* EXERCISE INSTRUCTIONS
A – According to the corpus overview for the word prediction model, what share of the total data will be used as the sample?
B – Resume the corpus overview for the word prediction model, picking up right after its last sentence.

* QUOTED PASSAGE

========================================

Overview

The doc contsains brief overview of Corpora data corpus (http://www.corpora.heliohost.org/aboutcorpus.html) data source as a ground to build a word prediction model.

The dataset is available through some web-crawled word corpus. The outcome is presented in different languagues ang English is going to be used as the main language. This exporatory analisys includes data cleaning and overview, tokenization. As auxiliary dictionary was being used: “US ENglish offencive words dictionary from Carnegie Mellon University Luis von Ahn’s Research Group (http://www.cs.cmu.edu/~biglou/resources/bad-words.txt)”

Prerequisites

Following libararies are used for exploratory analysis:

library(tm)
library(RWeka)
library(wordcloud)
library(ggplot2)
library(scales)
set.seed(404)

Data downloading

The list of the files for analisys:

file.info(list.files("./final/en_US", full.names = TRUE))[1]
##                                      size
## ./final/en_US/en_US.blogs.txt   210160014
## ./final/en_US/en_US.news.txt    205811883
## ./final/en_US/en_US.twitter.txt 167105338

The files are more than 150M, so peferably to use file connection to download data into memory:

con <- file("./final/en_US/en_US.twitter.txt", "r") 
tweetsVector <- readLines(con)
close(con)
con <- file("./final/en_US/en_US.news.txt", "r") 
newsVector <- readLines(con)
close(con)
con <- file("./final/en_US/en_US.blogs.txt", "r") 
blogsVector <- readLines(con)
close(con)
con <- file("./src/en_US.profanity.txt", "r") 
profanityVector <- readLines(con)
close(con)

Review of data

The files contain big volume of data:

Corpus NLines NWords NSymbols
Tweets 2360148 30373543 162384825
News 1010242 34372528 203791399
Blogs 899288 37334131 208361438
Corpus total 4269678 102080202 574537662

Based on the results, the total of words is more than 100M. Therefore, it makes sense to use further just some “sample” data. Based on tech capacity, would be utilized 5% of total.

========================================

[Source data]

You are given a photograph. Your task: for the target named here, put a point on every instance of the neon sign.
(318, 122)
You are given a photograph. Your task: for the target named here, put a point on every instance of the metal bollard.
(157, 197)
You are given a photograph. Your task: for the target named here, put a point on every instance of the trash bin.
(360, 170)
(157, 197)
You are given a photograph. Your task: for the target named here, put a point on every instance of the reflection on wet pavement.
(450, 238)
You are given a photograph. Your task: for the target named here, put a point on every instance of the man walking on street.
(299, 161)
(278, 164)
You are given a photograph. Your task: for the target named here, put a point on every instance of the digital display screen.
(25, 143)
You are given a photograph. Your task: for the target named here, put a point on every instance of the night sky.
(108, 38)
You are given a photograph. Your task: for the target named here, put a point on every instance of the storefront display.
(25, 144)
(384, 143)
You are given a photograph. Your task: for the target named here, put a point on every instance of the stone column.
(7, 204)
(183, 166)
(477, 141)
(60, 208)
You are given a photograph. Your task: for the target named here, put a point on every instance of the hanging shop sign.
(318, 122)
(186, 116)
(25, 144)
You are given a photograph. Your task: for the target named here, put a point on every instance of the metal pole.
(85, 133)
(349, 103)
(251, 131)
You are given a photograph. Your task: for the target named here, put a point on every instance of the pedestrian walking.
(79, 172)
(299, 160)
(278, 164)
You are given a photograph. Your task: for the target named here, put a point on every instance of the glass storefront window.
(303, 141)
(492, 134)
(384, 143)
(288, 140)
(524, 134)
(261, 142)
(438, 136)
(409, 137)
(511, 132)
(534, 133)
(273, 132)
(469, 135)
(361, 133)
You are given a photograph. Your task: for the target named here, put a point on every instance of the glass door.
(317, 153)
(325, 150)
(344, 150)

========================================

* RESPONSES FOR EACH TASK
A – 5% of the total.

B –
Data sampling

Applying “tm”" library to convert the data into a corpus. Using 0.5%:

sampledTweets <- sample(tweetsVector, length(tweetsVector) * sampleSize)
sampledNews <- sample(newsVector, length(newsVector) * sampleSize)
sampledBlogs <- sample(blogsVector, length(blogsVector) * sampleSize)
corpus <- VCorpus(VectorSource(c(sampledTweets, sampledNews, sampledBlogs)))

Small overview for the sampled corpus:

Corpus NLines NWords NSymbols
Tweets 11800 151332 810563
News 5051 173369 1027178
Blogs 4496 187417 1043878
Corpus total 21347 512118 2881619

The resulted dataset could be processed without adding aditional tech capacity.

Data cleaning

The original data was fed out of web-crawling, as a result include some wrong-spelled words as well non-existing words and other “noise” which should be stripped out before further model making. In order to do it, the following filter would be applied:

corpus <- tm_map(corpus, content_transformer(function(x) iconv(x, from="latin1", to="ASCII", sub="")))
corpus <- tm_map(corpus, content_transformer(tolower))
corpus <- tm_map(corpus, removePunctuation, preserve_intra_word_dashes = TRUE)
corpus <- tm_map(corpus, removeNumbers)
corpus <- tm_map(corpus, removeWords, profanityVector)
corpus <- tm_map(corpus, stripWhitespace)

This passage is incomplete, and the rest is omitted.